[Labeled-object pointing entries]
[Start]

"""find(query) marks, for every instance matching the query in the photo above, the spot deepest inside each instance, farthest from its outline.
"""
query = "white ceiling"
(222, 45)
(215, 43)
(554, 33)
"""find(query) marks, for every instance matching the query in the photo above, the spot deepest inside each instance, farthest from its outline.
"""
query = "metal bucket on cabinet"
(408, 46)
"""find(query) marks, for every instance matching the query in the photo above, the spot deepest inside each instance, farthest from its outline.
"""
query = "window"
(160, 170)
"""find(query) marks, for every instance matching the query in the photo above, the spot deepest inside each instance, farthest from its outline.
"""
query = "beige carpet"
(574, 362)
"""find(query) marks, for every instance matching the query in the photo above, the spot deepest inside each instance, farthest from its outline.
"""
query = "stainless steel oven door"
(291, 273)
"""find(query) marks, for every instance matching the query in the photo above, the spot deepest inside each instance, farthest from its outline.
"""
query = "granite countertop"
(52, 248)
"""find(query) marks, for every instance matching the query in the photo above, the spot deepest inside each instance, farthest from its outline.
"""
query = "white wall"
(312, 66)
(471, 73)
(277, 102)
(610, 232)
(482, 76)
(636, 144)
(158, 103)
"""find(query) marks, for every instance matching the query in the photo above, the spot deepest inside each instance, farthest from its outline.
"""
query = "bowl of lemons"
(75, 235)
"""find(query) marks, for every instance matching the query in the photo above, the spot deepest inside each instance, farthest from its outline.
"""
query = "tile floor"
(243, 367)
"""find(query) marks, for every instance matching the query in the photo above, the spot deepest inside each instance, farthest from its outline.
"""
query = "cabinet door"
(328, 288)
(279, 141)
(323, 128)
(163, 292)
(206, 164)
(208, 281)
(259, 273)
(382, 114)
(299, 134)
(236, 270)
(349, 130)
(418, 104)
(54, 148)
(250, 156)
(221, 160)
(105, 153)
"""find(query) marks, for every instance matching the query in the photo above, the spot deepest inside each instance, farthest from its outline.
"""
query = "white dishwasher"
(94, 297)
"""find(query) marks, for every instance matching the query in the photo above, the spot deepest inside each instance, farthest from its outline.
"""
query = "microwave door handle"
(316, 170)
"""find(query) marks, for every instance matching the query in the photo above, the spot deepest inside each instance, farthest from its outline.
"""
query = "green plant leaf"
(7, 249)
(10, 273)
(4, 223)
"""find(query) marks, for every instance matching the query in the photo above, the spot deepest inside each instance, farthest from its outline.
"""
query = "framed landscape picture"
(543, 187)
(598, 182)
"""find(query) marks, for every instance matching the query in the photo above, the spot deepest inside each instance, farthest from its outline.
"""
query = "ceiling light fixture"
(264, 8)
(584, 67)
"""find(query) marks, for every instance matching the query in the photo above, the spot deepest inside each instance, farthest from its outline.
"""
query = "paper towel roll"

[End]

### Exercise brief
Please reproduce all of the entries exactly as they stand.

### Written answer
"""find(query) marks, for every instance matching the query in the photo above, the spot deepest inside each instance, farthest from its outline.
"""
query = "white ceiling"
(222, 45)
(215, 43)
(554, 33)
"""find(query) marks, for every instance matching the query in the photo above, the spot deepest inside each instance, farthest from its outline.
"""
query = "metal bucket on cabinet"
(408, 46)
"""find(query) marks, for every instance matching the query in the photo above, the spot deepest inside each instance, farthest from its outline.
"""
query = "window"
(160, 170)
"""find(query) marks, for every instance matching the query in the photo above, the spot deepest inside each instance, farthest from its outline.
"""
query = "beige carpet"
(574, 362)
"""find(query) marks, for every instance matching the query in the photo above, the spot deepest inside each instance, farthest from its outline.
"""
query = "stainless steel oven door"
(291, 273)
"""find(query) marks, for every instance matching the query in the photo above, the spot deepest inside each instance, farthest from its outline.
"""
query = "granite countertop"
(52, 248)
"""find(query) marks, for every instance matching the query in the photo above, the spot deepest inside each instance, farthest from its outline.
"""
query = "white wall"
(312, 66)
(471, 73)
(277, 102)
(610, 232)
(482, 76)
(636, 144)
(158, 103)
"""find(query) marks, for every instance matching the query in the photo above, the spot deepest inside each instance, farthest from its outline.
"""
query = "bowl of lemons"
(75, 235)
"""find(query) marks, for every instance matching the query in the photo above, the spot deepest inside each instance, farthest from its outline.
"""
query = "tile floor"
(243, 367)
"""find(query) marks, for every instance matching the query in the photo above, the spot deepest inside each instance, farthest from its outline.
"""
query = "cabinet door"
(328, 288)
(279, 141)
(323, 128)
(163, 292)
(206, 164)
(208, 281)
(259, 273)
(382, 114)
(299, 134)
(236, 270)
(349, 130)
(418, 104)
(54, 148)
(250, 156)
(221, 160)
(105, 153)
"""find(query) marks, for every instance matching the query in the photo above, the spot deepest inside each instance, farthest from its outline.
"""
query = "white dishwasher"
(94, 297)
"""find(query) marks, for every instance matching the query in the photo above, the spot deepest inside each instance, farthest from its outline.
"""
query = "microwave door handle"
(316, 170)
"""find(query) marks, for every instance matching the query in the photo above, the spot deepest inside each instance, farthest from its outline.
"""
query = "green plant leaf"
(7, 249)
(10, 273)
(4, 223)
"""find(query) marks, for every instance matching the query in the photo above, the spot deepest inside each instance, farthest from its outline.
"""
query = "framed landscape picture"
(543, 187)
(598, 182)
"""find(query) marks, for every instance matching the query in the photo above, the spot deepest inside each instance, farthest from its outline.
"""
query = "ceiling light fixture"
(264, 8)
(584, 67)
"""find(query) marks, for every instance matching the query in the photo above, the spot deepest inside each instance, farthest from its outline.
"""
query = "paper towel roll"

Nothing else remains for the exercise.